=== What is asked ===
Continue the report on the first-quarter 2004 results of ntl's divisions, beginning after its final sentence.

=== Extract to read ===
■ ■ ■ ■ ■
As a result of ntl: Business’s 2003 reorganisation to focus on profitability, the division achieved a segment profit margin of approximately 38 per cent in Q1 2004, compared with 28 per cent in Q1 2003.  We aim to maintain the overall segment profit margin at a similar level throughout 2004 as we begin to re-grow revenue.

 

ntl: Business has recently been chosen as a preferred supplier of broadband for the public sector under the Broadband Aggregation Project Framework Agreement which covers the provision of communication, networking, high bandwidth connectivity and related services to all areas of the public sector throughout the UK.  Also during the quarter, ntl: Business won a number of local government contracts,  the most significant of which was a five year, £22.6 million ($41.6 million) contract to broadband-enable the Hertfordshire Grid for Learning, delivering broadband access and network support to all Hertfordshire schools.

 

In order to satisfy customer demand for fully-managed, virtual private network solutions for business and public sector organisations of all sizes, ntl: Business launched multi-tiered services in the first quarter, delivering cost-effective, secure broadband links for multi-site organisations, SMEs and teleworkers.  This new range of high-margin products, branded Broadband Power, has already proved popular since launch in February 2004 with 170 sites already under contract.

 

9



 

ntl: Broadcast

 

ntl: Broadcast provides digital and analogue television and radio broadcast transmission services, network management, tower site rental and satellite and media services as well as radio communications to public safety organisations in the UK.

 

ntl: Broadcast revenues increased by 11.0 per cent to £71.4 million ($131.3 million) in Q1 2004 from £64.3 million ($103.1 million) in Q1 2003.  This was primarily a result of higher revenues from the delivery of radio communications services to the public safety sector, supplemented by additional revenues from the continued rollout of digital radio services, an increase in site sharing and an increase in public safety project services.  These increases in revenues were partly offset by reduced satellite distribution service revenues, together with the slowing down of installation services for cellular network rollouts.

 

ntl: Broadcast segment profit increased by 4.5 per cent to £29.9 million ($55.0 million) in Q1 2004 from £28.6 million ($45.8 million) in Q1 2003.  This was mainly due to the increased revenues described above.

 

The Public Safety group secured orders worth £13.6 million ($25.0 million) during the first quarter.  These included two managed service contracts, together worth £5.8 million  ($10.7 million), to migrate both Cheshire’s and Warwickshire’s police radio network from analogue to digital.   In addition, ntl: Broadcast won a £3.2 million ($5.9 million) contract in relation to the national Fire Continuity project.
■ ■ ■ ■ ■
=== Listing ===
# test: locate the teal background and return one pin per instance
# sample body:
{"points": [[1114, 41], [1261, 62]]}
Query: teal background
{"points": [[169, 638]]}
■ ■ ■ ■ ■
=== Solved exercise ===
 

Media Solutions signed contracts with an order book value of £13.9 million ($25.6 million) during the first quarter including digital radio transmission contracts worth £4.7 million ($8.6 million) with Now Digital.  In its capacity as a major broadcaster of both analogue and digital television, ntl: Broadcast is working with major stakeholders, including the Government, to define the UK’s digital television transition plans. 

 

ntl: Carriers

 

ntl: Carriers provides a range of wholesale telecommunications services over ntl’s national network supporting voice, data and mobile operators.  Products include network design and build, voice transit and termination, managed infrastructure services such as fibre and co-location along with retail products such as leased lines.

 

ntl: Carriers revenues increased by 3.3 per cent to £28.5 million ($52.5 million) in Q1 2004 from £27.6 million ($44.2 million) in Q1 2003.  This was mainly due to increased revenues from wholesale call termination, which were partly offset by the non-renewal of revenues from a number of end-of-term contracts in 2003.

 

ntl: Carriers segment profit increased by 3.2 per cent to £22.9 million ($42.1 million) in Q1 2004 from £22.2 million ($35.6 million) in Q1 2003.   This increase in segment profit was primarily due to the higher revenues.

 

10



 

ntl: Ireland

 

ntl: Ireland offers digital and analogue television to homes in its franchise areas of Dublin, Waterford and Galway.  It also offers broadband and telephone services in parts of Dublin.  In addition, ntl: Ireland also offers a full range of business telecommunication services including voice, data and internet products.

 

ntl: Ireland revenues remained flat at £17.5 million ($32.1 million and $28.1 million) in Q1 2004 when compared with Q1 2003.

 

ntl: Ireland segment profit increased by 24.5 per cent to £6.1 million ($11.2 million) in Q1 2004 from £4.9 million ($7.9 million) in Q1 2003.  This increase was mainly due to a reduction in our bad debt charge, as a result of our more rigorous credit policy, together with reduced employee related costs and other operating cost efficiencies.

 

ntl: Ireland ended the quarter with approximately 341,200 residential customers (including MMDS).  Digital television customers grew by approximately 7,100 to 78,400 (including MMDS).

 

Shared Services

 

Shared Services predominantly support our UK operations, with ntl: Ireland being largely self-sufficient.

 

The majority of the networks component of Shared Services cost relates to the day-to-day running of the network, with the remainder comprising data and voice capacity management and, to a lesser degree, architecture and standards.

 

The central support and IT component of Shared Services comprises a range of functions including group site services, finance, human resources, supply chain, legal affairs, risk assurance, communications, IT and US corporate costs.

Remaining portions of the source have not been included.